Text passage:
%%
Finely executed pair of Celestial Hemsipheres, published in London.

The stars are heightened in gold. The constellations of the hemispheres are finely engraved and colored.

John Flamsteed (1646-1719) was the first Astronomer Royal at the London Observatory, winning out over Edmund Halley and Isaac Newton. He made a copius and thorough study of the heavens, but refused to publish his works, despite the urgings of his colleagues, including Halley and Newton.

Flamsteed accurately calculated the solar eclipses of 1666 and 1668. He was responsible for several of the earliest recorded sightings of the planet Uranus, which he mistook for a star and catalogued as '34 Tauri'. The first of these was in December 1690, which remains the earliest known sighting of Uranus by an astronomer.
%%
Stated goal a: How many lines of the records contain the string "flower", counting only matches with the same case? Reply with the number alone.
The Flamsteed passage and the records are unrelated.

Raw data:
%%
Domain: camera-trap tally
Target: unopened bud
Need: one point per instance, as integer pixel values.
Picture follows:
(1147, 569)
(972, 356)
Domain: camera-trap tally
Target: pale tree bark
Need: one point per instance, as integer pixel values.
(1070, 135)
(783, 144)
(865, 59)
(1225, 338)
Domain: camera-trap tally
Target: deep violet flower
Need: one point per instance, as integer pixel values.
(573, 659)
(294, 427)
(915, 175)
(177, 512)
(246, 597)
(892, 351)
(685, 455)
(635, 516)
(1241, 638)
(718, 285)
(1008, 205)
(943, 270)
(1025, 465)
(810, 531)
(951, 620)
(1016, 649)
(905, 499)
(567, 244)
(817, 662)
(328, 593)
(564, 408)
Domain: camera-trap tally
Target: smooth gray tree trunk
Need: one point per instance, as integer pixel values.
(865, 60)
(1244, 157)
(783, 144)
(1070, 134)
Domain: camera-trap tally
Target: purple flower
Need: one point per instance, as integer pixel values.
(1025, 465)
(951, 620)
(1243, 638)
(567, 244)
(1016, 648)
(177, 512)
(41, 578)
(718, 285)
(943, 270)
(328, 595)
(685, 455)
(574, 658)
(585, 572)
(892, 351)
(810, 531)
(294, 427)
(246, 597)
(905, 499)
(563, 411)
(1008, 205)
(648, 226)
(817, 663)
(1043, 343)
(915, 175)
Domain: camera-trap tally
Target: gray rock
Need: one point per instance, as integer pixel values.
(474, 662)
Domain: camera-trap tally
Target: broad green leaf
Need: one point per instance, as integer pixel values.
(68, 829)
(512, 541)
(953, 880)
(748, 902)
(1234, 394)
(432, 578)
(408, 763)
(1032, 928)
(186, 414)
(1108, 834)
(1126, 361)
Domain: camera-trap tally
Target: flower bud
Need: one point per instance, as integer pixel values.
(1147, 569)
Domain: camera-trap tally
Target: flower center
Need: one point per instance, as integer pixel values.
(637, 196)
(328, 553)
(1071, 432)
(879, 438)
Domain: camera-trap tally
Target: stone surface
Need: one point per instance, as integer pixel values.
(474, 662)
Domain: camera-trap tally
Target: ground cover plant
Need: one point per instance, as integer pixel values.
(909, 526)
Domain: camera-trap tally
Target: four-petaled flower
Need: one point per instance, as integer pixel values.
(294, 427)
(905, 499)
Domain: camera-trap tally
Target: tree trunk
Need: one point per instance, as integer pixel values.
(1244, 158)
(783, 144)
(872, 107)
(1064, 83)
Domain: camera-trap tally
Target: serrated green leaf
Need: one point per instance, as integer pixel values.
%%
Stated goal b: In the Flamsteed passage, which solar eclipses did Flamsteed calculate accurately?

Task answer a: 5

Task answer b: The solar eclipses of 1666 and 1668.